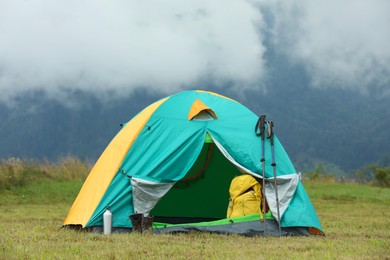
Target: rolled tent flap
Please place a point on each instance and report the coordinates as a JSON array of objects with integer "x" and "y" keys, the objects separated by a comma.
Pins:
[
  {"x": 146, "y": 194},
  {"x": 287, "y": 185}
]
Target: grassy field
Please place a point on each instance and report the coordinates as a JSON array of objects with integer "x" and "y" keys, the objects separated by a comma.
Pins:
[{"x": 356, "y": 220}]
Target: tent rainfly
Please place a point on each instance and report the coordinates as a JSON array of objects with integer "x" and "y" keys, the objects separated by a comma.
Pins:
[{"x": 175, "y": 161}]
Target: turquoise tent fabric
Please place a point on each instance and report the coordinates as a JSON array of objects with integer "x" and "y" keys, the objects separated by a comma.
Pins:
[{"x": 169, "y": 144}]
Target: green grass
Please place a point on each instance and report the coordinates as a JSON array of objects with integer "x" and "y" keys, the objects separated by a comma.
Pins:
[{"x": 355, "y": 218}]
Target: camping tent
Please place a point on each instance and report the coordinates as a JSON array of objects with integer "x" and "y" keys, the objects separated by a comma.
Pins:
[{"x": 175, "y": 160}]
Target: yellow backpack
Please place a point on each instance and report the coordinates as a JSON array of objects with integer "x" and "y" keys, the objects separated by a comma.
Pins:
[{"x": 245, "y": 196}]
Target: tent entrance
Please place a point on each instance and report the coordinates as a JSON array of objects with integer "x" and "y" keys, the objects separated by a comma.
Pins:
[{"x": 203, "y": 194}]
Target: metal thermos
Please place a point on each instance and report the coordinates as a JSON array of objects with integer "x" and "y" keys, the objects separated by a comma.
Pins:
[{"x": 107, "y": 221}]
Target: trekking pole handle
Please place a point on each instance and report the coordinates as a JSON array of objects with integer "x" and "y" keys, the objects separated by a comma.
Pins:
[
  {"x": 260, "y": 125},
  {"x": 270, "y": 132}
]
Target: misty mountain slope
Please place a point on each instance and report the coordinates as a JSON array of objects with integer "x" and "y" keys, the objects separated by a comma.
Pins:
[{"x": 315, "y": 126}]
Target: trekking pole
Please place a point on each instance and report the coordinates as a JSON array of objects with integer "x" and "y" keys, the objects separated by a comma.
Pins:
[
  {"x": 270, "y": 135},
  {"x": 261, "y": 126}
]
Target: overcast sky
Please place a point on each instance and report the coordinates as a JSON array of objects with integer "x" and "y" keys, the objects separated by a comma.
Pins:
[{"x": 120, "y": 45}]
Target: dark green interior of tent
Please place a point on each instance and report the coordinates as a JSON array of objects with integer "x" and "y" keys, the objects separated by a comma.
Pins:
[{"x": 203, "y": 194}]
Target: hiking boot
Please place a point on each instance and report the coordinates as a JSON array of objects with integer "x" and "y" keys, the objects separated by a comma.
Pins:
[
  {"x": 147, "y": 223},
  {"x": 136, "y": 221}
]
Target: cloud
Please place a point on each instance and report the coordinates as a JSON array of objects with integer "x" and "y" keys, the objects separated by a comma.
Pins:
[
  {"x": 340, "y": 43},
  {"x": 117, "y": 46}
]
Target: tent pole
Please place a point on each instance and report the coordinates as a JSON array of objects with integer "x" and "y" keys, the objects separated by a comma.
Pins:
[{"x": 270, "y": 135}]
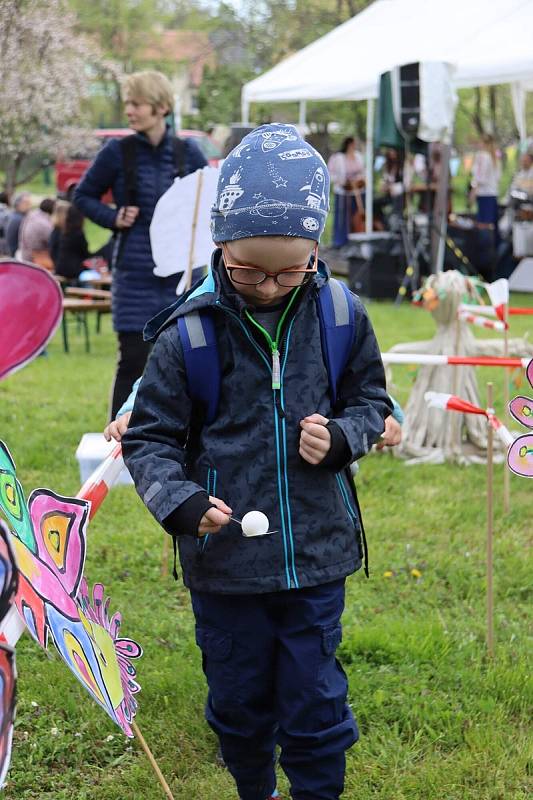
·····
Description of the task: In the entries above, locate every line with the word "tent" and copy it.

Response:
Target: rolled tent flap
Target: tent rainfly
Target: turquoise tent fabric
Target: camping tent
Target: tent entrance
Target: dark green interior of tent
Target: tent pole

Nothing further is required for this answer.